◆ WORK TO COMPLETE:
Nothing but the line with "Where can you spot the fish pectoral" and the lines after it, through the end of the records below, is to be repeated, exactly as it is.

— Start of EXERCISE MATERIAL —

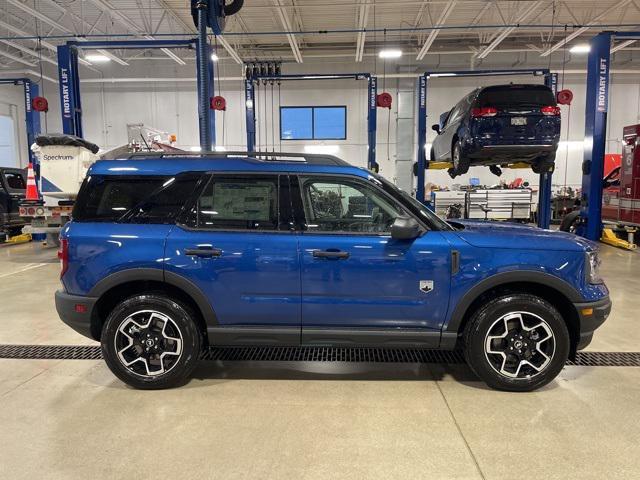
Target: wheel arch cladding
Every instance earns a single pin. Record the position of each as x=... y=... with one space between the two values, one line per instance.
x=557 y=292
x=118 y=286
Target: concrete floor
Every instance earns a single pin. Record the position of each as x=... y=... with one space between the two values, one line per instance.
x=73 y=419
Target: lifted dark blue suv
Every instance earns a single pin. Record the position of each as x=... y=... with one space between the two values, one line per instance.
x=166 y=255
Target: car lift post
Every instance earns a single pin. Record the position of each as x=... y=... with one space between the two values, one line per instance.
x=372 y=90
x=595 y=131
x=69 y=81
x=31 y=116
x=550 y=80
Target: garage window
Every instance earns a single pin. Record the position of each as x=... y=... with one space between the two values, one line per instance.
x=313 y=123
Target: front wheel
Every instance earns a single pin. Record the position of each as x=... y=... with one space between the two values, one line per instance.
x=151 y=342
x=516 y=342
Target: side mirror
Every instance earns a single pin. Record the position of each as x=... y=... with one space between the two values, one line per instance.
x=405 y=228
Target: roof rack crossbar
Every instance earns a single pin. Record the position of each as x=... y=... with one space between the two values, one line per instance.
x=310 y=158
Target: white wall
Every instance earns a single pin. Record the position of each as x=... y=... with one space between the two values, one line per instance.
x=107 y=108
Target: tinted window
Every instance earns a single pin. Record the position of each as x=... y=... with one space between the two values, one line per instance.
x=313 y=123
x=133 y=199
x=342 y=205
x=234 y=203
x=15 y=181
x=517 y=96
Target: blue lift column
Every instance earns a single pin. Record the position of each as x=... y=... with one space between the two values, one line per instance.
x=595 y=129
x=422 y=135
x=545 y=187
x=372 y=121
x=69 y=80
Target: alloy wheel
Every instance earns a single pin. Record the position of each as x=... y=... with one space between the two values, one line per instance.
x=519 y=345
x=148 y=343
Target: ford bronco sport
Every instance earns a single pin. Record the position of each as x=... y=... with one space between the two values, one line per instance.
x=168 y=254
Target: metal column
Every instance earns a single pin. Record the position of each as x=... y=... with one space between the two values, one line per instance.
x=595 y=135
x=372 y=121
x=32 y=120
x=545 y=186
x=205 y=78
x=69 y=81
x=422 y=135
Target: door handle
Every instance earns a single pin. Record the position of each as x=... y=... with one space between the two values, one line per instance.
x=337 y=254
x=206 y=252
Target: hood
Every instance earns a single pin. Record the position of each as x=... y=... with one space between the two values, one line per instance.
x=492 y=234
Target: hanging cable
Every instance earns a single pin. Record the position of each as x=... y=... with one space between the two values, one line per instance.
x=279 y=111
x=566 y=155
x=266 y=127
x=273 y=138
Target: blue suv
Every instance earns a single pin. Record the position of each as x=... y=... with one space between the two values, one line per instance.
x=169 y=254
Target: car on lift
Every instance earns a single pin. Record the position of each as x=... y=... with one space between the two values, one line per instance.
x=499 y=125
x=164 y=258
x=13 y=186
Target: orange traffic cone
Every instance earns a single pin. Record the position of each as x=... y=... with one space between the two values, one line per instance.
x=32 y=188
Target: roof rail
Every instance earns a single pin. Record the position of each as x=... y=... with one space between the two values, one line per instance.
x=310 y=158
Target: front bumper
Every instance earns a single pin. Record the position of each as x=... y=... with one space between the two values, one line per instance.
x=76 y=311
x=591 y=315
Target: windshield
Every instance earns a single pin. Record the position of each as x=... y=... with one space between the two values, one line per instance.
x=416 y=207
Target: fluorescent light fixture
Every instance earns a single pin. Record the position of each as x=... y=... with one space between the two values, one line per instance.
x=96 y=58
x=322 y=149
x=581 y=48
x=390 y=53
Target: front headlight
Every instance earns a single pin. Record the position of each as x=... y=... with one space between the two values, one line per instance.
x=592 y=267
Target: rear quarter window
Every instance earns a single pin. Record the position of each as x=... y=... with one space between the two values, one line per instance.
x=151 y=199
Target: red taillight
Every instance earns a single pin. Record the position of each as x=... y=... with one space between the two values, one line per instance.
x=550 y=110
x=484 y=112
x=63 y=256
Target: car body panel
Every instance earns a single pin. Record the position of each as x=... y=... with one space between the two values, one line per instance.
x=255 y=281
x=378 y=285
x=97 y=250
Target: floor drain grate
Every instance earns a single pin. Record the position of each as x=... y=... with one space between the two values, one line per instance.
x=310 y=354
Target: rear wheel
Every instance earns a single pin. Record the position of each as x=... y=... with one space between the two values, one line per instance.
x=517 y=342
x=151 y=342
x=460 y=163
x=544 y=164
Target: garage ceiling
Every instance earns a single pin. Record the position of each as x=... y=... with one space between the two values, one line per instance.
x=476 y=29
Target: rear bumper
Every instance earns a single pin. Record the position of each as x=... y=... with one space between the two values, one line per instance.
x=67 y=307
x=511 y=152
x=591 y=315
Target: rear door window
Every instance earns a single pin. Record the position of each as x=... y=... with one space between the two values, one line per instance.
x=150 y=199
x=238 y=203
x=516 y=96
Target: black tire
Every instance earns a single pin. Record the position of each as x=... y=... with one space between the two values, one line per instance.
x=570 y=222
x=509 y=371
x=460 y=162
x=179 y=334
x=544 y=164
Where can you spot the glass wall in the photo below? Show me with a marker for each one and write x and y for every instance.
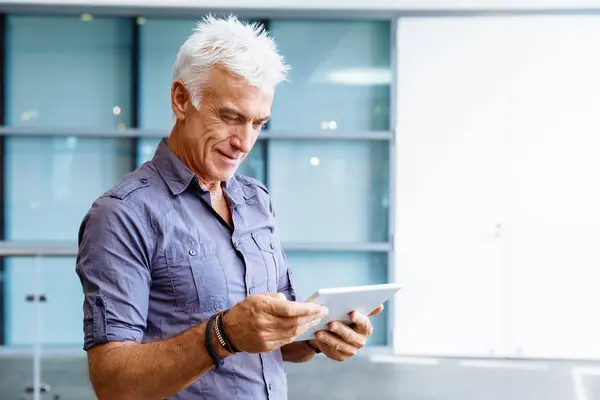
(62, 73)
(323, 156)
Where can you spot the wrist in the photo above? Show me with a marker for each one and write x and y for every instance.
(220, 351)
(312, 345)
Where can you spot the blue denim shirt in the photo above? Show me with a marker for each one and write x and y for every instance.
(155, 259)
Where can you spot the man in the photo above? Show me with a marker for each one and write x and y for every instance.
(187, 291)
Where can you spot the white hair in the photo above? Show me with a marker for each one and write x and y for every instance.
(241, 48)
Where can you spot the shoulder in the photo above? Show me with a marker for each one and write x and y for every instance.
(138, 180)
(123, 202)
(251, 182)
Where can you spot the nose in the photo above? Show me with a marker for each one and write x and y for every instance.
(244, 139)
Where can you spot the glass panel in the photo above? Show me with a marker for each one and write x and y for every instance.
(253, 166)
(339, 79)
(159, 43)
(314, 270)
(57, 65)
(340, 186)
(50, 185)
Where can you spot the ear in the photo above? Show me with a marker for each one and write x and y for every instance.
(180, 99)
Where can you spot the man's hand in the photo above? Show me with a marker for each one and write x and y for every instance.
(344, 341)
(265, 322)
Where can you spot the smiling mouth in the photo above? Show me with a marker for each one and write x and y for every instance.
(229, 157)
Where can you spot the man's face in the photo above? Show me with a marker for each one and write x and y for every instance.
(216, 138)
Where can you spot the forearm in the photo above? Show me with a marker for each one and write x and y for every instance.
(152, 370)
(297, 352)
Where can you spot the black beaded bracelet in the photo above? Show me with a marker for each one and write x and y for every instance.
(229, 346)
(209, 348)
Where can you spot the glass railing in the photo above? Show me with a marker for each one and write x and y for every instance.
(39, 358)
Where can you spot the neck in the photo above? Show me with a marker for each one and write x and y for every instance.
(179, 150)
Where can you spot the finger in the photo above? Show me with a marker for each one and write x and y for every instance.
(279, 296)
(285, 308)
(377, 311)
(348, 334)
(292, 323)
(335, 347)
(302, 328)
(362, 323)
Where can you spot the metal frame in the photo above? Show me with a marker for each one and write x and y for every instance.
(155, 133)
(282, 13)
(135, 89)
(392, 180)
(3, 30)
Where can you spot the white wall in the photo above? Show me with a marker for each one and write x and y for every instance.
(334, 4)
(498, 223)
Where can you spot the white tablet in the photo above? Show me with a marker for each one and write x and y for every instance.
(342, 301)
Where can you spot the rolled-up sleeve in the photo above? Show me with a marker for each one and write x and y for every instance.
(113, 267)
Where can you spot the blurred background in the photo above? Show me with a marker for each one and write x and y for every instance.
(451, 146)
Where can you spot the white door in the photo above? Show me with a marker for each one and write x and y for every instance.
(451, 190)
(554, 233)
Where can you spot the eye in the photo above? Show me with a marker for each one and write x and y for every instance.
(230, 119)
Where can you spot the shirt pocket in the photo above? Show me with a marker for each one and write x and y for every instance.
(268, 277)
(197, 278)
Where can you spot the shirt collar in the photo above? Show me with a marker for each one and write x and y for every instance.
(178, 176)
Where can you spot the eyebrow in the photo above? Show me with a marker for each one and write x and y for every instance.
(231, 110)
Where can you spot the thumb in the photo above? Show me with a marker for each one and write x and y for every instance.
(279, 296)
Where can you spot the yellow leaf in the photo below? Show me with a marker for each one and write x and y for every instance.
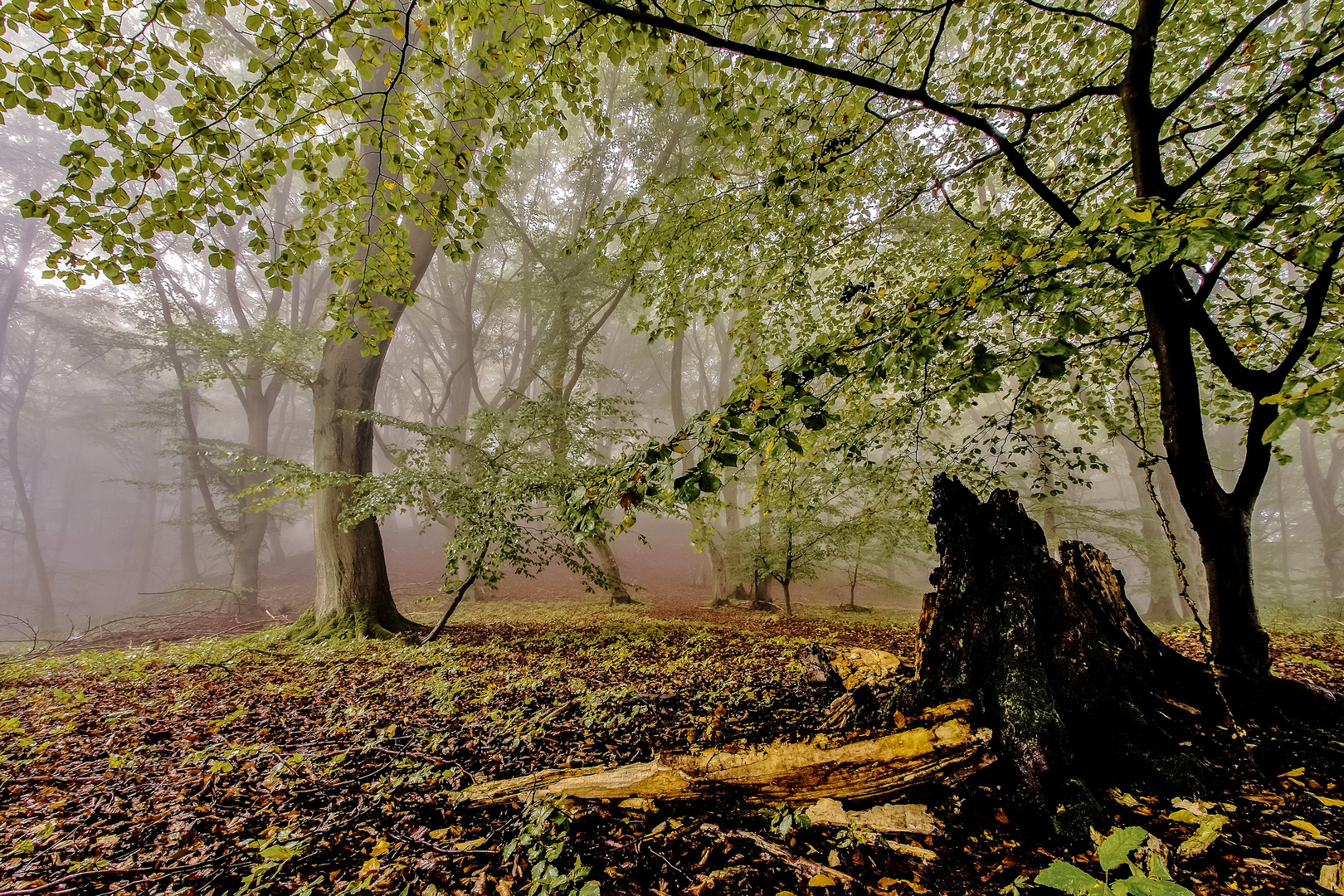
(1308, 826)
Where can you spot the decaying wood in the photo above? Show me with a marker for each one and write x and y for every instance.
(1053, 655)
(850, 668)
(945, 747)
(908, 818)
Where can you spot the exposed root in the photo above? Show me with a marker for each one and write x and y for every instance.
(353, 625)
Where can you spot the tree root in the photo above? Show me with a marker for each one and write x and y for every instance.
(353, 625)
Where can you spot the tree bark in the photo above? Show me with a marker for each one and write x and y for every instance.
(941, 747)
(1164, 603)
(353, 586)
(1220, 518)
(353, 596)
(611, 571)
(23, 377)
(1053, 655)
(1322, 485)
(187, 567)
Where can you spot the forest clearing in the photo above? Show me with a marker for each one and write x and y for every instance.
(260, 765)
(596, 448)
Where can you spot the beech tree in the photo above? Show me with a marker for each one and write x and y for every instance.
(1148, 168)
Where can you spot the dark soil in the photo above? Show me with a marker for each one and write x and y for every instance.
(258, 765)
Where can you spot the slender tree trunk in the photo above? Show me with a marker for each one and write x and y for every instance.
(46, 606)
(187, 567)
(253, 522)
(675, 382)
(149, 525)
(1163, 592)
(1283, 553)
(1222, 519)
(277, 544)
(1047, 514)
(1322, 485)
(611, 570)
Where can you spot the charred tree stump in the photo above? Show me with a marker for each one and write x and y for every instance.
(1054, 657)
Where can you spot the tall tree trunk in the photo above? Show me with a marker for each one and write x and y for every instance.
(611, 571)
(353, 587)
(1283, 547)
(1047, 514)
(187, 567)
(1322, 485)
(353, 596)
(253, 522)
(675, 382)
(23, 377)
(1222, 519)
(1164, 603)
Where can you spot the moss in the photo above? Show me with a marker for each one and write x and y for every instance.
(359, 624)
(1079, 813)
(1181, 774)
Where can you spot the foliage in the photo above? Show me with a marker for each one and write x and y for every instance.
(496, 480)
(543, 840)
(1112, 853)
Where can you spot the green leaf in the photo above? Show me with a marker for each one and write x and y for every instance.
(1148, 887)
(1071, 880)
(279, 853)
(1116, 850)
(1280, 425)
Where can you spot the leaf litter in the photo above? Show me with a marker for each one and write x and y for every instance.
(257, 765)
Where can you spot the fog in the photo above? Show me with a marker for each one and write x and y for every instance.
(134, 414)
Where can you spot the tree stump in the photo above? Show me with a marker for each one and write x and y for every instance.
(1054, 657)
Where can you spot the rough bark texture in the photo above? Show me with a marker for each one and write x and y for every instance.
(1057, 661)
(353, 587)
(611, 571)
(942, 747)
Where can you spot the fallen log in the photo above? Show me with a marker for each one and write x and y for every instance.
(945, 748)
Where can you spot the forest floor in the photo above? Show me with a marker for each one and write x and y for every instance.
(249, 765)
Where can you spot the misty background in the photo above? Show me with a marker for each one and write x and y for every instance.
(134, 416)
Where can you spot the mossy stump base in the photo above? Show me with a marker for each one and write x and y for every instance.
(1057, 661)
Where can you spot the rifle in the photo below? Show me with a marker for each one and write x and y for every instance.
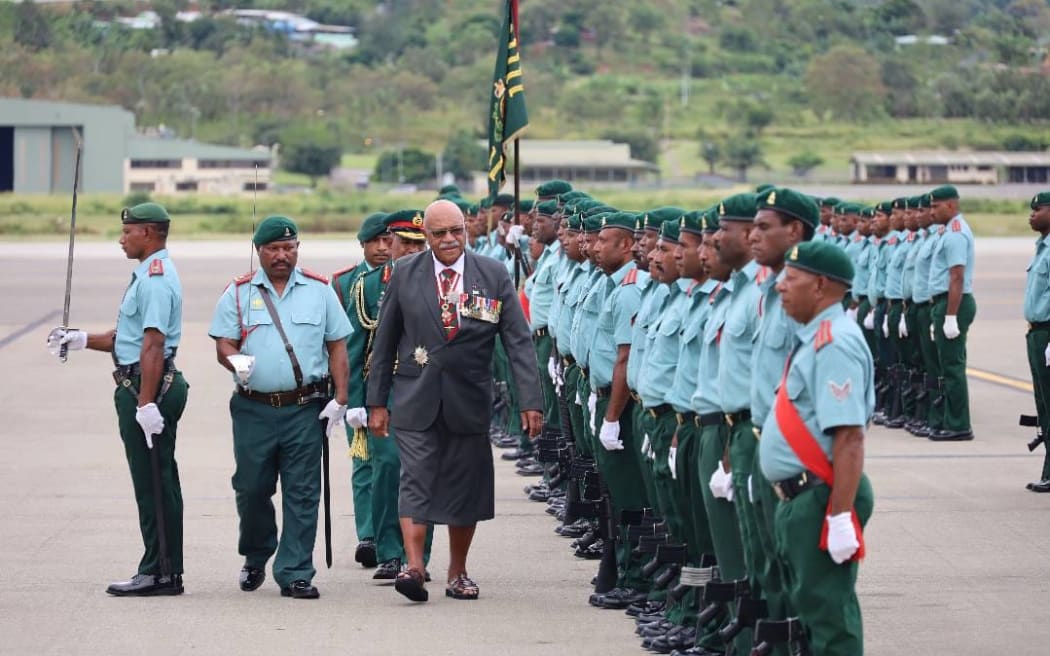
(64, 348)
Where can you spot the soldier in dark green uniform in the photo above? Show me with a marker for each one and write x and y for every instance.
(1037, 315)
(376, 245)
(282, 334)
(405, 231)
(150, 394)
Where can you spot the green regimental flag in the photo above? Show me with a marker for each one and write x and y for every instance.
(507, 118)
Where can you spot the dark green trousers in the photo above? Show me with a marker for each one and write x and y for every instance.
(951, 355)
(171, 407)
(935, 414)
(544, 346)
(821, 592)
(269, 443)
(360, 486)
(1036, 341)
(385, 480)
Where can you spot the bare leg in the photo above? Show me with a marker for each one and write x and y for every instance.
(459, 545)
(415, 536)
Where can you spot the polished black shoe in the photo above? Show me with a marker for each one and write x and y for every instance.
(515, 455)
(387, 570)
(147, 586)
(300, 590)
(1040, 486)
(251, 577)
(951, 436)
(365, 552)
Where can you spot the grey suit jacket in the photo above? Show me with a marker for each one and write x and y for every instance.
(457, 381)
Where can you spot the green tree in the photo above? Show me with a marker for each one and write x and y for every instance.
(463, 155)
(804, 162)
(309, 150)
(846, 82)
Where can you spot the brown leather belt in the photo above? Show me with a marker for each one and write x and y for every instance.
(301, 396)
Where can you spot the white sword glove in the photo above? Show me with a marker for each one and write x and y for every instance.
(74, 339)
(149, 419)
(842, 541)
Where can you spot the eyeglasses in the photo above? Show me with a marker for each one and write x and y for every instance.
(441, 232)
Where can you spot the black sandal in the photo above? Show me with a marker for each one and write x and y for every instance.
(462, 588)
(410, 583)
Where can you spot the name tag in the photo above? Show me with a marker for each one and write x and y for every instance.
(481, 309)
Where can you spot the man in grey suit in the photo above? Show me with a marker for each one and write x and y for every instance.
(433, 350)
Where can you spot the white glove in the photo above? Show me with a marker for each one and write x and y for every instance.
(950, 326)
(609, 437)
(357, 417)
(721, 483)
(513, 234)
(841, 537)
(335, 414)
(243, 366)
(149, 418)
(74, 339)
(592, 408)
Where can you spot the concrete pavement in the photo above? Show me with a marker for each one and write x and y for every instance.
(954, 564)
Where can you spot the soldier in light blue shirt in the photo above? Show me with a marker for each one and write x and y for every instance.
(812, 448)
(284, 385)
(1037, 315)
(150, 396)
(950, 283)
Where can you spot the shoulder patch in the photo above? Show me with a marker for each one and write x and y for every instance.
(313, 275)
(823, 335)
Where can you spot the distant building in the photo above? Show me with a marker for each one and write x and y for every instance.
(599, 162)
(950, 167)
(37, 152)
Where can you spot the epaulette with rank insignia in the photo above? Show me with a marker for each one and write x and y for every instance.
(313, 275)
(823, 335)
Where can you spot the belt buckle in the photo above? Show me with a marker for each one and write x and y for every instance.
(779, 491)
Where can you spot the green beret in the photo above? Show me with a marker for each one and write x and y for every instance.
(547, 208)
(739, 207)
(822, 258)
(654, 218)
(709, 220)
(275, 229)
(690, 221)
(552, 188)
(945, 192)
(625, 220)
(145, 213)
(669, 231)
(791, 203)
(372, 228)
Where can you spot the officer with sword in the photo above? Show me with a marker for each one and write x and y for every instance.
(150, 395)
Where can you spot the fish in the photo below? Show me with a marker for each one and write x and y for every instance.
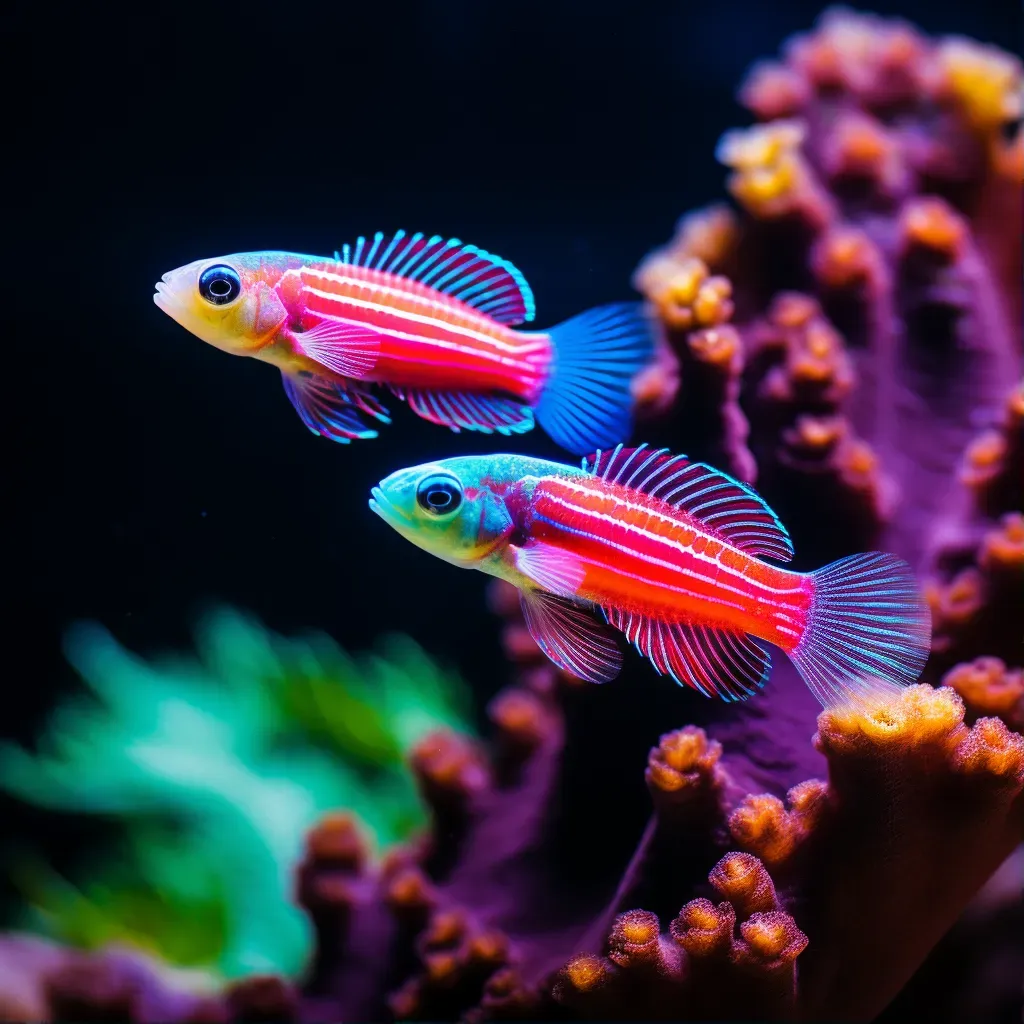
(429, 320)
(674, 554)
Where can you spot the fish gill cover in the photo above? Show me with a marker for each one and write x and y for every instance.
(848, 338)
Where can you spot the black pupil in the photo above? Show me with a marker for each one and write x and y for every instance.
(219, 285)
(439, 496)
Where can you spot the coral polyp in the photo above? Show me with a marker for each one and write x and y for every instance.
(846, 335)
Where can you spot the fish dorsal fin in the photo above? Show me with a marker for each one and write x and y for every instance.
(487, 283)
(571, 636)
(730, 510)
(717, 663)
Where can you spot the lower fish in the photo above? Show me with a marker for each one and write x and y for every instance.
(428, 318)
(674, 554)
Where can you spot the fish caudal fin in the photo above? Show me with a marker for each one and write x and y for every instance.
(587, 402)
(869, 630)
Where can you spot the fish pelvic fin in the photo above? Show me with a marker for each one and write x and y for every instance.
(868, 631)
(587, 401)
(571, 636)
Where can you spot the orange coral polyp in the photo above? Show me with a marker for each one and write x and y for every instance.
(585, 972)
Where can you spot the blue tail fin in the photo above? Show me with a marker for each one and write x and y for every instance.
(869, 630)
(587, 403)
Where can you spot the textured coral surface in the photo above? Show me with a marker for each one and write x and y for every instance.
(848, 337)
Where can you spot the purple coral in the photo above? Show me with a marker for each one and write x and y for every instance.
(849, 339)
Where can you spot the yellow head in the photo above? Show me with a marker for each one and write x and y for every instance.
(231, 302)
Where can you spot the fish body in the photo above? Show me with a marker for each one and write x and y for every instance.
(672, 553)
(433, 322)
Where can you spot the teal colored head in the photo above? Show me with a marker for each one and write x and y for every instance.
(464, 510)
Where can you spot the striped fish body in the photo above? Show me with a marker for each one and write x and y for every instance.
(424, 338)
(673, 554)
(678, 556)
(430, 320)
(642, 556)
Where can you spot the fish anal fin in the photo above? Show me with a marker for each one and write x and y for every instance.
(479, 279)
(468, 411)
(344, 347)
(727, 508)
(328, 410)
(571, 636)
(716, 663)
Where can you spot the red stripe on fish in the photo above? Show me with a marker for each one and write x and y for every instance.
(642, 556)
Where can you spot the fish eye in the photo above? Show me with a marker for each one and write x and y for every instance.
(219, 285)
(439, 495)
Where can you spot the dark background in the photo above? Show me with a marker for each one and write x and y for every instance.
(151, 472)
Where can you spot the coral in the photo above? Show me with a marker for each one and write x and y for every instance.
(235, 757)
(848, 338)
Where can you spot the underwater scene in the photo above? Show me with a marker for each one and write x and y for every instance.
(695, 333)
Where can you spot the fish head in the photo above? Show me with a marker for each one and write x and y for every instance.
(457, 509)
(230, 302)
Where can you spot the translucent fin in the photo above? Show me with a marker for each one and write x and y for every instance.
(556, 570)
(571, 637)
(730, 510)
(717, 663)
(343, 346)
(479, 279)
(587, 402)
(869, 630)
(466, 411)
(327, 409)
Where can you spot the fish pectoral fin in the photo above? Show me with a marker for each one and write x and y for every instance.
(552, 568)
(330, 410)
(571, 636)
(717, 663)
(344, 347)
(469, 411)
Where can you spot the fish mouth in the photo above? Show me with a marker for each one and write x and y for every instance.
(163, 295)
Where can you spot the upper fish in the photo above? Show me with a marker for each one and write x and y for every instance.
(676, 555)
(430, 320)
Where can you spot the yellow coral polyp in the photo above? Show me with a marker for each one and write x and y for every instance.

— End of EXERCISE MATERIAL —

◆ EXERCISE RESULT:
Where can you spot the fish pectoral fin in the photo above? Show me with a marker for each one and write x and y for every instance.
(552, 568)
(330, 410)
(571, 636)
(717, 663)
(344, 347)
(469, 411)
Where can you spot the fish mouth in the photo above? Show me with a marker for each one and write x and y for every instance.
(163, 295)
Where can you spot the upper fish in the photo above? Show me with a marker for each one and write x and y for every instance.
(676, 555)
(430, 320)
Where can you spot the yellow coral polyp in the photo above? Show me with a marker for each one and write x and y for every instance.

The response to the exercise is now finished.